[Records from a dataset]
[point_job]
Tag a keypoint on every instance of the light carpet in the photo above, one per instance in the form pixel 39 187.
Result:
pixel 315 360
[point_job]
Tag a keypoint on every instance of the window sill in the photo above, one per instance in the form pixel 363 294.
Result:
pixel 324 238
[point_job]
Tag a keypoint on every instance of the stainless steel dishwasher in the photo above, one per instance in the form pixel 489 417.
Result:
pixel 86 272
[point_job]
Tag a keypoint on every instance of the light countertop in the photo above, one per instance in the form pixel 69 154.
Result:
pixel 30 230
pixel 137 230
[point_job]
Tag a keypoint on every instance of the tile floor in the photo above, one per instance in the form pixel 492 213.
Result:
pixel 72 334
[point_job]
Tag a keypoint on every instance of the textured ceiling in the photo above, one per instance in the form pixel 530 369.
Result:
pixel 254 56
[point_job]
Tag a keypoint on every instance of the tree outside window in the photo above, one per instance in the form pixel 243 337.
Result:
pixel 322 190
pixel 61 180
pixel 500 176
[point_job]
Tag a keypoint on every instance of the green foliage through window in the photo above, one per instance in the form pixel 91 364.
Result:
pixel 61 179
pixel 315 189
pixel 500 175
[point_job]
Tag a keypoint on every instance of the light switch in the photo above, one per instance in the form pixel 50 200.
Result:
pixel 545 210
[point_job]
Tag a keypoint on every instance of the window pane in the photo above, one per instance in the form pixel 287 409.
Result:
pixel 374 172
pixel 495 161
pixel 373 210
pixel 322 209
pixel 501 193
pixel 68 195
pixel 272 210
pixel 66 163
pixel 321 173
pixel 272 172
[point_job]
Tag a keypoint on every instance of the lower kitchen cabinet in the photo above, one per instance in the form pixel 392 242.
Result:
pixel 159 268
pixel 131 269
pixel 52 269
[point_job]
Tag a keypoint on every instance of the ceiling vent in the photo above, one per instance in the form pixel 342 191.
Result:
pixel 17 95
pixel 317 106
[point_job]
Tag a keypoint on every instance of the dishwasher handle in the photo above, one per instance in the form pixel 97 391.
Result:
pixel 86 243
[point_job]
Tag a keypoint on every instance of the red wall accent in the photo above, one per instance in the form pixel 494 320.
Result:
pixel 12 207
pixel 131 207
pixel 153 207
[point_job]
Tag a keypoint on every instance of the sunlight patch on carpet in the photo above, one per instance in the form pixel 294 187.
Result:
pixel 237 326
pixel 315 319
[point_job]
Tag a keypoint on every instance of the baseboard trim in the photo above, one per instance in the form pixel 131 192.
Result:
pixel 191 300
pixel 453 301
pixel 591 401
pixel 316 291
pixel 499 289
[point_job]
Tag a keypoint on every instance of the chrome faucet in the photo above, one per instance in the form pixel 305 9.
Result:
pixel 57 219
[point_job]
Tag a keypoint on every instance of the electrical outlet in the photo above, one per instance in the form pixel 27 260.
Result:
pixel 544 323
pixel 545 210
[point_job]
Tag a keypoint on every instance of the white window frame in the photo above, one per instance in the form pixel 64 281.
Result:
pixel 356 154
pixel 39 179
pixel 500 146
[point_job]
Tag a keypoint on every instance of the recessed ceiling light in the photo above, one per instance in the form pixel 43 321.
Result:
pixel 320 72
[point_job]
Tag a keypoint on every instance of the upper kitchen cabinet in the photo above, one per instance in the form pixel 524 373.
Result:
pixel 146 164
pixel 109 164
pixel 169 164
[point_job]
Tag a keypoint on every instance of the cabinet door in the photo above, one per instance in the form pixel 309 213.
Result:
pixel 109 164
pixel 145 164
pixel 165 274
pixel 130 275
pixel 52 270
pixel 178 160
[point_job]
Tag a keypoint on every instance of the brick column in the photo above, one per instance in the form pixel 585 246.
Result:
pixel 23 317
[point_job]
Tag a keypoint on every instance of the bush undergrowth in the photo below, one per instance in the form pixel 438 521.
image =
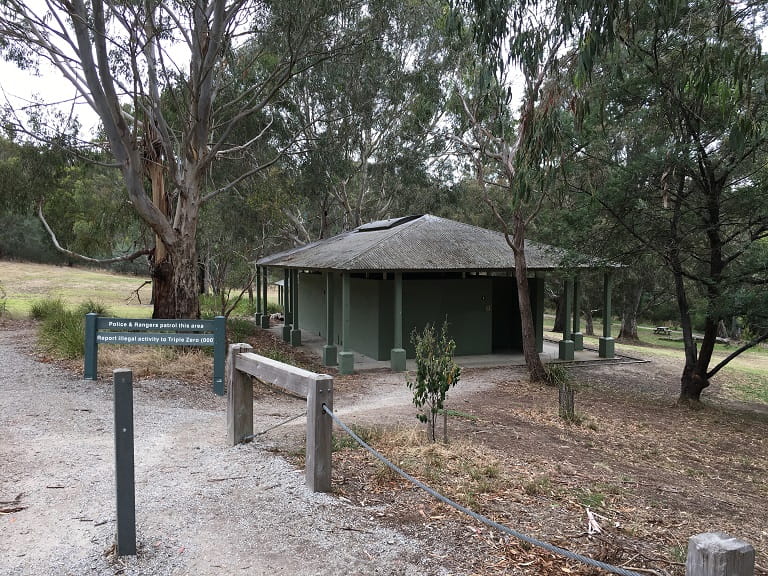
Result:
pixel 62 330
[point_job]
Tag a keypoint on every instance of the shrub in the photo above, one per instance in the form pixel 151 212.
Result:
pixel 436 373
pixel 63 332
pixel 3 302
pixel 89 306
pixel 46 308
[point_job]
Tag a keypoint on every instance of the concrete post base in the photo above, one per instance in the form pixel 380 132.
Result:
pixel 397 360
pixel 329 356
pixel 578 341
pixel 566 350
pixel 606 347
pixel 346 362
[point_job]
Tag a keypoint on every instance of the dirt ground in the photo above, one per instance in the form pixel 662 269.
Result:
pixel 652 473
pixel 649 474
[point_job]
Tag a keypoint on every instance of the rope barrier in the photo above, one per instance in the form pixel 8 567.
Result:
pixel 487 521
pixel 252 436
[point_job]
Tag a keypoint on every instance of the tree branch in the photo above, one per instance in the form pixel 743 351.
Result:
pixel 60 248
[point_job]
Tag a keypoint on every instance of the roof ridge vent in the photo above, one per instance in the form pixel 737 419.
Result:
pixel 386 224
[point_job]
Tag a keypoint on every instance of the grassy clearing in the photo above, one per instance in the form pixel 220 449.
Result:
pixel 26 283
pixel 745 378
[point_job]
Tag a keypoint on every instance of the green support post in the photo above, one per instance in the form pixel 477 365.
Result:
pixel 296 331
pixel 91 347
pixel 346 356
pixel 264 302
pixel 257 315
pixel 329 350
pixel 606 345
pixel 577 336
pixel 397 355
pixel 219 353
pixel 287 316
pixel 566 344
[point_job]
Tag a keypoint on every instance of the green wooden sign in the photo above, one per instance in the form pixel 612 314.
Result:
pixel 156 332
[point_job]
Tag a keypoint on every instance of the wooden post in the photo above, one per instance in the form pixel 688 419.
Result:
pixel 125 484
pixel 319 430
pixel 239 398
pixel 717 554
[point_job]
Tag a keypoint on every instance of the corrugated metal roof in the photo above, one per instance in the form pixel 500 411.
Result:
pixel 415 243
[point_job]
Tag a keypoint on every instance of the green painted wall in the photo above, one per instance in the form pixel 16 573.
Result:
pixel 467 304
pixel 364 296
pixel 482 312
pixel 312 303
pixel 507 333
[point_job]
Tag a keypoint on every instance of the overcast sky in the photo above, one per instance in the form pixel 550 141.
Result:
pixel 18 87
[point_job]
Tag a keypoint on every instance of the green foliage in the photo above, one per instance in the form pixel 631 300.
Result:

● Action item
The task calls for every record to be transcribed exactly, with no images included.

● Completed exercise
[point_job]
Tag a keypoint on every instance of the light carpet in the photo above, one per instance in the form pixel 39 187.
Result:
pixel 315 360
[point_job]
Tag a keypoint on every instance of the window sill in the photo above, one per instance in the form pixel 363 294.
Result:
pixel 324 238
[point_job]
Tag a keypoint on every instance of the stainless steel dishwasher in the photo above, one per instance in the form pixel 489 417.
Result:
pixel 86 272
[point_job]
Tag a keypoint on every instance of the light countertop in the photo above, one per instance in the form pixel 69 154.
Result:
pixel 30 230
pixel 137 230
[point_job]
Tag a keypoint on every instance of the tile floor in the photo above, one per instance in the form pixel 492 213.
Result:
pixel 72 334
[point_job]
Tag a keypoint on every instance of the textured ceiling in the photo above, one per instance in the form pixel 530 369.
Result:
pixel 254 56
[point_job]
Tag a keypoint on every instance of the tree outside window in the photo above, one per instance in the form pixel 243 337.
Result:
pixel 322 190
pixel 61 180
pixel 500 176
[point_job]
Tag a keypoint on every instance of the green foliage through window in the photo above, one per instance in the form pixel 91 364.
Result:
pixel 61 179
pixel 315 189
pixel 500 175
[point_job]
Tag a keypoint on every instance of the light switch in the photo above, one per instance in the form pixel 50 200.
Result:
pixel 545 210
[point_job]
Tag a keypoint on every instance of the window pane in the photo above, one per instance in the form pixel 287 409.
Result:
pixel 374 172
pixel 495 161
pixel 373 210
pixel 322 209
pixel 501 193
pixel 68 195
pixel 272 210
pixel 66 163
pixel 321 173
pixel 272 172
[point_job]
Tag a keypoint on every instance of the lower kitchen cabinet in the photo above, one per instance in the form pixel 392 242.
Result:
pixel 159 268
pixel 131 269
pixel 52 269
[point_job]
Tag a keypoint on every instance of the ceiling vent in the photo above, one per instance in the form pixel 342 191.
Result:
pixel 17 95
pixel 317 106
[point_job]
Tag a keypoint on every instance of the dishwasher handle in the photo above, one per instance in the form pixel 97 391.
Result:
pixel 86 243
[point_job]
Tag a keypoint on every instance of the red wall accent in the photo above, one per instance in the form pixel 494 320.
Result:
pixel 12 207
pixel 131 207
pixel 153 207
[point_job]
Tag a keypoint on every instance of the sunlight patch on carpet in the photo above, one per instance in the form pixel 294 187.
Result:
pixel 237 326
pixel 315 319
[point_job]
Tag a keypoint on every instance of the baseboard trim in the photo above, one per instance in the form pixel 131 192.
Result:
pixel 191 300
pixel 453 301
pixel 591 401
pixel 316 291
pixel 499 289
[point_job]
Tag a keypoint on every instance of the chrome faucet in the photo above, one per instance in the form pixel 305 9.
Result:
pixel 57 219
[point_job]
Tag a keypoint on every instance of the electrical outlet in the photo above, one per instance in the form pixel 27 260.
Result:
pixel 544 323
pixel 545 210
[point_job]
Tag a keypoint on every instance of the white window frame in the photo above, one per instance in the form pixel 64 281.
Result:
pixel 356 154
pixel 39 179
pixel 500 146
[point_job]
Tag a keypoint on every instance of the recessed ceiling light in the photo above, one per instance in the form pixel 43 321.
Result:
pixel 320 72
[point_job]
Tag a keypoint on every instance of the upper kitchen cabinet in the photo above, one per instance in the form pixel 524 373.
Result:
pixel 146 164
pixel 109 164
pixel 169 164
[point_job]
Tag a keypoint on every instance of the cabinet door in the photo above, one per instance in the form pixel 309 213.
Result:
pixel 109 164
pixel 145 164
pixel 165 274
pixel 130 275
pixel 52 270
pixel 178 160
[point_job]
Tag a keypoint on every instance of the brick column in the photo above, one per instance in the form pixel 585 246.
Result:
pixel 23 317
[point_job]
Tag a keypoint on every instance of the bush undergrowth in the photo below, one per instance in the form pixel 438 521.
image =
Result:
pixel 62 330
[point_job]
Tag a keypoint on every instance of the shrub in the photo above, one per instance in the form pixel 151 212.
Result:
pixel 436 373
pixel 63 332
pixel 3 302
pixel 89 306
pixel 46 308
[point_job]
Tag a keypoint on every instance of the concrete post base in the photo above, one per instance in the form pixel 380 132.
Result:
pixel 397 360
pixel 329 356
pixel 578 341
pixel 566 350
pixel 606 347
pixel 346 362
[point_job]
Tag a keypoint on every instance of the dirt ground in the photo above, one per instance in the form pixel 662 269.
Result:
pixel 652 473
pixel 649 474
[point_job]
Tag a keypoint on every instance of the rope barrier in the photo above, one per instance in the form pixel 8 567.
Result:
pixel 487 521
pixel 252 436
[point_job]
Tag a keypoint on every instance of the tree branch in the photo above, one per instance in the form pixel 743 351.
Result:
pixel 60 248
[point_job]
Tag a keypoint on every instance of the roof ridge vent in the photo above, one per instance in the form pixel 737 419.
Result:
pixel 386 224
[point_job]
Tag a keypoint on every instance of the grassy clearing in the photo above, one per instance in the form pixel 220 449.
Result:
pixel 26 283
pixel 745 378
[point_job]
Tag a keypoint on every instance of the green support post in the photo above, one per instance in the form pixel 477 365.
Result:
pixel 296 331
pixel 91 347
pixel 346 356
pixel 264 302
pixel 257 315
pixel 329 350
pixel 606 345
pixel 577 336
pixel 397 355
pixel 219 353
pixel 287 316
pixel 566 344
[point_job]
Tag a keypoint on every instance of the green wooden sign in the photo above, one per instance in the form pixel 612 314.
Result:
pixel 156 332
[point_job]
Tag a keypoint on every instance of the wooden post in the photo above, one per instance in the form pixel 688 419.
Result:
pixel 125 484
pixel 319 430
pixel 239 398
pixel 717 554
[point_job]
Tag a keypoint on every instance of the corrugated metal roof in the photo above, one per instance in the form pixel 500 411.
Result:
pixel 415 243
[point_job]
Tag a keypoint on every instance of the green painted wall in the photo above, one per instance in the form pixel 16 573.
Result:
pixel 467 304
pixel 364 296
pixel 482 312
pixel 312 303
pixel 507 333
[point_job]
Tag a keypoint on every instance of the overcast sky in the photo above, one per instance in the form pixel 550 141.
Result:
pixel 18 87
[point_job]
Tag a keypoint on every instance of the green foliage in the photo above, one per instance in the form pixel 631 300.
Result:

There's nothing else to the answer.